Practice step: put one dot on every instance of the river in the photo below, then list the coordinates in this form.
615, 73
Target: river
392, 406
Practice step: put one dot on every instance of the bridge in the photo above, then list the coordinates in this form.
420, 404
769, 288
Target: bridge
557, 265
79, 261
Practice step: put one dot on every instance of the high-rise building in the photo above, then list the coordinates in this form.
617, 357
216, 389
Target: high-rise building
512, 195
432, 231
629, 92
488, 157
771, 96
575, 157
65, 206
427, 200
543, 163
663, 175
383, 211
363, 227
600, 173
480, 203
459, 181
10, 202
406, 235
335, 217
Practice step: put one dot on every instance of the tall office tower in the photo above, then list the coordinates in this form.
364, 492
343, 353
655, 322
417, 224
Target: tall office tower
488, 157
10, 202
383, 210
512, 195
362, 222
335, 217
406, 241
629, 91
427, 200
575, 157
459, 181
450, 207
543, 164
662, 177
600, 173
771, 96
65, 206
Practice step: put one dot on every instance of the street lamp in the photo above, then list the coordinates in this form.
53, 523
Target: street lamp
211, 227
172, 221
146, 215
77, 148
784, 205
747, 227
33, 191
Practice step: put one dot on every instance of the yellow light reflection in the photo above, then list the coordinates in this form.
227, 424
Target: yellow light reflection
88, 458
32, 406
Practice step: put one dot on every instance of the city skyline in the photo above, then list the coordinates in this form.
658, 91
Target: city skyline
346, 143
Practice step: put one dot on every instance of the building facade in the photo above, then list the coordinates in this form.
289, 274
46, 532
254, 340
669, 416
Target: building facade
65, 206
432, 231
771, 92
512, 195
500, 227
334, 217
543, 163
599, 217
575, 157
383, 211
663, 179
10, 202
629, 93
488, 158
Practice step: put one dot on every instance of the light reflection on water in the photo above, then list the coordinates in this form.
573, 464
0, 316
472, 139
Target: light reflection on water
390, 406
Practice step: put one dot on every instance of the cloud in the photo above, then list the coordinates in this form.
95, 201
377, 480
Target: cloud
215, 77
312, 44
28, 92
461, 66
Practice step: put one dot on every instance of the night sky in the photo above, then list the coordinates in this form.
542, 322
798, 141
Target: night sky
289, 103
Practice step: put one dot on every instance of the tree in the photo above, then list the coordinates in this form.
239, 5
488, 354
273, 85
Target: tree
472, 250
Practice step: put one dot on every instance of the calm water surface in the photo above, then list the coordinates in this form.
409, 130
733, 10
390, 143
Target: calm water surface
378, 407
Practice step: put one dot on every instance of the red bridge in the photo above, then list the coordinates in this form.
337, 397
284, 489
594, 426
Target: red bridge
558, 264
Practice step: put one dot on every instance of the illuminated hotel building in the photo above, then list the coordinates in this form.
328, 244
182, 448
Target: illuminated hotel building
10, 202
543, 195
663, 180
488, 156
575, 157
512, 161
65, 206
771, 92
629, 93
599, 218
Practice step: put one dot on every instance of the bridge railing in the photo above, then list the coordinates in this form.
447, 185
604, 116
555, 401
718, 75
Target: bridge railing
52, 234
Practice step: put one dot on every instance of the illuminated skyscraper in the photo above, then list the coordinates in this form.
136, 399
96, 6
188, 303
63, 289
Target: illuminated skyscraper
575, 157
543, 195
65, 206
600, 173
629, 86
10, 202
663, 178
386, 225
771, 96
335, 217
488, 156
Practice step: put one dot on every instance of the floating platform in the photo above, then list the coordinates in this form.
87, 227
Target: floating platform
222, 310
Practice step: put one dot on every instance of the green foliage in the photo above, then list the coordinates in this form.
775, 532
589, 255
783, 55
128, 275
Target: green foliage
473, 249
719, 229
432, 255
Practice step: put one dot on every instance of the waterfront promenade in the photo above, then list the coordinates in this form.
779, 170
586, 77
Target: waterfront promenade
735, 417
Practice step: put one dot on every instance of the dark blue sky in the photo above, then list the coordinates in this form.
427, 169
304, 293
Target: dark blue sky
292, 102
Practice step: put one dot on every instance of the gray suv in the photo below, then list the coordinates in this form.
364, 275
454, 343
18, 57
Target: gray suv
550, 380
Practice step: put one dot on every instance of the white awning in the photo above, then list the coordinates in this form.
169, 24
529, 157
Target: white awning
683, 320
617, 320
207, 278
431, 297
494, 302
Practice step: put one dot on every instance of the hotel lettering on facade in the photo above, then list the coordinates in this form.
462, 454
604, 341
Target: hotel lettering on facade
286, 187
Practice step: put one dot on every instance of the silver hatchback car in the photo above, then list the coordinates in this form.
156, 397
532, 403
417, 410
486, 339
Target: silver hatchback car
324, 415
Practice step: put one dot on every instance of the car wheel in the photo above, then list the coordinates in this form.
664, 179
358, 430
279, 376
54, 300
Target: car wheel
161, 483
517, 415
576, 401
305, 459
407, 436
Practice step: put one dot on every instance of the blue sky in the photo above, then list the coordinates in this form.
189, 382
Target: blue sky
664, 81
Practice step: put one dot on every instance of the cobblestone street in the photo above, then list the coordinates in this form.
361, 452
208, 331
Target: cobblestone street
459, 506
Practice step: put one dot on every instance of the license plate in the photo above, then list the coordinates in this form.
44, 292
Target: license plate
────────
**THE TASK:**
All of the lines above should be returned exactly as written.

**ANSWER BOX:**
Practice step: put one dot on every instance of the river in the photo below, then list the coordinates in this form.
615, 73
Target: river
392, 406
Practice step: put one dot on every instance of the bridge in the photo above, then list the coordinates in this form.
420, 404
769, 288
Target: bridge
557, 265
79, 261
Practice step: put one dot on every instance of the high-rise building in the photo above, then list the coordinates in this form.
617, 357
216, 389
Target: high-rise building
512, 195
432, 231
629, 92
488, 157
771, 96
575, 157
65, 206
427, 200
543, 163
663, 175
383, 211
363, 227
600, 173
480, 203
459, 181
10, 202
406, 235
335, 217
Practice step: put one dot on every instance of the tall office tower in the photo above, then list the coordinates in this form.
364, 492
343, 353
655, 322
417, 224
Target: tall office tower
488, 157
10, 202
383, 210
512, 195
362, 222
335, 217
406, 241
629, 91
427, 200
575, 157
459, 181
450, 207
543, 164
662, 177
600, 173
771, 96
65, 206
Practice step: put one dot on every instance of the street lamp in the photo above, then list the coordinates in this form.
53, 523
Target: street lamp
211, 227
172, 221
146, 215
77, 148
784, 205
747, 227
33, 191
Practice step: put one dot on every instance of the yellow light reflection in the photo above, then list the coordinates in this form.
227, 424
Target: yellow light reflection
88, 458
32, 406
Practice step: put one dot on every instance of the city skyline in the photo above, then list the coordinates in this form.
658, 91
Target: city skyline
346, 143
Practice step: put one dot on every instance of the building facade in the photo above, then list the coordinates in this form.
289, 274
46, 532
254, 340
669, 416
Target: building facade
65, 206
432, 231
771, 92
512, 195
500, 227
334, 217
543, 163
599, 217
575, 157
383, 211
663, 179
10, 202
629, 93
488, 158
Practice step: put one dot on every instance of the light reflection on water in the photo above, then list the coordinates in this form.
573, 464
0, 316
472, 139
Target: light reflection on water
390, 406
Practice step: put one dot on every instance of the cloud in the photo above, then list the coordinates in this form.
95, 201
377, 480
Target: cloud
215, 77
312, 44
28, 92
461, 66
Practice step: put one dot on every instance of the night sky in the photo above, then list the coordinates in this form.
542, 322
798, 141
Target: night sky
289, 103
Practice step: put one dot on every instance of the tree in the photo above, then list the coordinates in this form.
239, 5
488, 354
273, 85
Target: tree
472, 250
Practice step: put one dot on every instance of the calm water surface in the photo above, then list the coordinates in this form.
409, 130
733, 10
390, 143
Target: calm water surface
378, 407
Practice step: put one dot on every instance of the red bridge in the photo above, then list the coordinates in this form.
337, 397
284, 489
594, 426
Target: red bridge
558, 264
Practice step: put one dot on every instance of the illuminated hotel building in the photo above, then list the coordinates in this form.
328, 244
182, 448
Target: illuminated hotel building
10, 202
543, 195
663, 180
488, 156
575, 157
512, 161
65, 206
771, 92
629, 93
599, 218
Practice step: put one dot on every instance of the bridge railing in the photo above, then list the coordinates in this form.
447, 185
604, 116
555, 401
718, 75
Target: bridge railing
52, 234
Practice step: put one dot on every instance of the illuminated skyscraper in the photo above, then list the coordinates in this form.
136, 399
96, 6
188, 303
63, 289
Target: illuminated skyscraper
575, 157
543, 195
65, 206
600, 173
629, 86
10, 202
663, 178
386, 225
771, 96
335, 217
488, 156
Practice step: put one dot on every instance of the floating platform in the photo above, then list the coordinates in this form.
87, 227
Target: floating platform
222, 310
Practice step: put one dot on every instance of the green foliage in the photo above, then list the coordinates in this form.
775, 532
589, 255
783, 55
128, 275
Target: green foliage
473, 249
719, 229
432, 255
Practice step: put one dot on every instance of the waterfront promenade in the photo above, then list the coordinates in this form.
779, 170
586, 77
Target: waterfront promenade
735, 417
Practice step: put one dot on every instance of the dark blue sky in the photo above, then list the coordinates in this form.
427, 169
304, 293
Target: dark blue sky
292, 102
Practice step: put one dot on every instance of the gray suv in the photo below, then list the coordinates in this form.
364, 275
454, 343
18, 57
Target: gray suv
550, 380
Practice step: put one dot on every instance of the white awning in the photo above, then list the coordinates in this form.
169, 24
529, 157
Target: white awning
683, 320
617, 320
207, 278
431, 297
494, 302
Practice step: put one dot on every instance of the hotel lettering on facade in the photo above, then list the coordinates in this form.
462, 454
604, 341
Target: hotel lettering on facade
286, 187
Practice step: put one dot on every instance of the silver hatchback car in the photo above, then list the coordinates in this form.
156, 397
532, 403
417, 410
486, 339
Target: silver hatchback car
324, 415
Practice step: put one dot on every instance of the car wheel in the photo above, then list the coordinates in this form.
664, 179
358, 430
279, 376
54, 300
Target: car wheel
161, 483
517, 415
576, 401
305, 459
407, 436
Practice step: put one dot on every instance of the blue sky in the photo above, then list the coordinates in this form.
189, 382
Target: blue sky
664, 81
Practice step: put one dot on every instance of the cobblestone street in the photo above, then list the coordinates in this form.
361, 452
208, 331
Target: cobblestone street
459, 506
Practice step: put one dot on every instance of the license plate in the photo above, then list the coordinates in this form.
44, 292
Target: license plate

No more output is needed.